They can save your life, crush your soul, make you a fortune, or even leave you penniless. Here are 10 reasons why video games have more real-world power than you think.

1. They Can Make You a Better Surgeon

The next time you go under the knife, make sure to vet your surgeon's video game skills first. In 2007, researchers at Beth Israel Medical Center in New York City reported that people who played video games for at least three hours a week made better surgeons. In a series of hands-on tests that mimicked laparoscopic surgery, gamers made 37 percent fewer errors and were 27 percent faster than non-players. Among the 33 surgeons who participated, skill and experience at video games were better predictors of test performance than years of training or even the number of surgeries they'd previously performed.

#### [Data extract]
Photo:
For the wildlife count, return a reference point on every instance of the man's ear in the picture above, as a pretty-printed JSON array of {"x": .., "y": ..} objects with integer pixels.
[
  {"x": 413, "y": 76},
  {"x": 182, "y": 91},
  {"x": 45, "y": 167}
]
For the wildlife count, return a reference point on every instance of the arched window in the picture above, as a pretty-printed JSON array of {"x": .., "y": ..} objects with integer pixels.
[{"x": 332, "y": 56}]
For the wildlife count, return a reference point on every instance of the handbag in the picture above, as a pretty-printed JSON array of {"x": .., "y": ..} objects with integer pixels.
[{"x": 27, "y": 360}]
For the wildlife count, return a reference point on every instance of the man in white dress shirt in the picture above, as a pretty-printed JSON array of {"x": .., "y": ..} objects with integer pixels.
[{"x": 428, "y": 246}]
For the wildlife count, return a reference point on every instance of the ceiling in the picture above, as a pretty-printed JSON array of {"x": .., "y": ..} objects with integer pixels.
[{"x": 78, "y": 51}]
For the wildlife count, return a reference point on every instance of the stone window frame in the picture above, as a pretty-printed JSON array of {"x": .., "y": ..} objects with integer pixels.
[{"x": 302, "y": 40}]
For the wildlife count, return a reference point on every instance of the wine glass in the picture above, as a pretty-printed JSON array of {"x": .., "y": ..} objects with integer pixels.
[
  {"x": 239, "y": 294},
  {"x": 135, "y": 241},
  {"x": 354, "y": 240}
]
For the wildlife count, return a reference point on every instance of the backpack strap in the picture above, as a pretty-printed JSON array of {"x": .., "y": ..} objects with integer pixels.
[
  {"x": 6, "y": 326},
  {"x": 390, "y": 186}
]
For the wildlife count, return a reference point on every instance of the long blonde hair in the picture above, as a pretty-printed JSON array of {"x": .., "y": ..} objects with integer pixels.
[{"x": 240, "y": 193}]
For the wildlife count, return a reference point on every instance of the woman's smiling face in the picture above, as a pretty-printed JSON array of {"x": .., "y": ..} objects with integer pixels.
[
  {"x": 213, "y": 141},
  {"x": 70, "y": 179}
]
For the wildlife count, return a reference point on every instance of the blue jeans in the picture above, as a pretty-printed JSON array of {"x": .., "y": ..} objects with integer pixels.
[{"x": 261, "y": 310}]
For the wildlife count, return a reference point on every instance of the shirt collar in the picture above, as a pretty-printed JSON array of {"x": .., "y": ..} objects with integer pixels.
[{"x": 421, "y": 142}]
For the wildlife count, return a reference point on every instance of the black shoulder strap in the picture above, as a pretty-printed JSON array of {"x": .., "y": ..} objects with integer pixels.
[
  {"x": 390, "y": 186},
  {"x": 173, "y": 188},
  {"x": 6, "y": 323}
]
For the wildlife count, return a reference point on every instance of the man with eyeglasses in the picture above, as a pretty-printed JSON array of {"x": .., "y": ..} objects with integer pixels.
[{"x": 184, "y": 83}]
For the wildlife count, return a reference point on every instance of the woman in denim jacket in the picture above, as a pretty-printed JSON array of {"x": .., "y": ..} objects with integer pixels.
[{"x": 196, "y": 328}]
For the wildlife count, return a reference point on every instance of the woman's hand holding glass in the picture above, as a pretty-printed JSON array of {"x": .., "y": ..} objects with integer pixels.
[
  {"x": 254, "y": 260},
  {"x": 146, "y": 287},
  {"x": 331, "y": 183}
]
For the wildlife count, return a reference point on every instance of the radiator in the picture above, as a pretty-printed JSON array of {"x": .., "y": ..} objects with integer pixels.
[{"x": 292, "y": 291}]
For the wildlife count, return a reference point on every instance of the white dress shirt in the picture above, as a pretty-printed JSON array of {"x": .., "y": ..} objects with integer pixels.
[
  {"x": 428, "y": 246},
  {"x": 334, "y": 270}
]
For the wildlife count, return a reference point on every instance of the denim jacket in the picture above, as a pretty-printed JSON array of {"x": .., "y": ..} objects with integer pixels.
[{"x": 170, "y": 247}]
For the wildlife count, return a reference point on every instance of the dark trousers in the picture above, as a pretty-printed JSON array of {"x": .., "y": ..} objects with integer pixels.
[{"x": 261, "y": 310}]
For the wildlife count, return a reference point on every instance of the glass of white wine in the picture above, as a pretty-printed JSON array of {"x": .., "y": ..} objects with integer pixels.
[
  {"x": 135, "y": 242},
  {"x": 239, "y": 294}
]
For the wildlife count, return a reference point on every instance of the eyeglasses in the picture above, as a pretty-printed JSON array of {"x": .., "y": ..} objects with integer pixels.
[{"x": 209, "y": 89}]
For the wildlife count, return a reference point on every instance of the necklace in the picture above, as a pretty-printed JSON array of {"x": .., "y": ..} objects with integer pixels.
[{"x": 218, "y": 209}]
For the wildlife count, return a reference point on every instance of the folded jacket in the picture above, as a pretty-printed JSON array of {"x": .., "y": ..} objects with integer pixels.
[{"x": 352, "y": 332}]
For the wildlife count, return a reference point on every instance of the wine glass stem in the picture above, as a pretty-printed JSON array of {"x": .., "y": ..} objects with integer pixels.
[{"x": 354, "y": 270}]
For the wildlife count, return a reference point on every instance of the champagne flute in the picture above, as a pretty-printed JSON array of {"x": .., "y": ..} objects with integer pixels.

#### [What to do]
Transcribe the video game excerpt word for word, beginning at "They can save" and stopping after "than you think.". The material has no connection to the video game excerpt.

#### [The completed task]
They can save your life, crush your soul, make you a fortune, or even leave you penniless. Here are 10 reasons why video games have more real-world power than you think.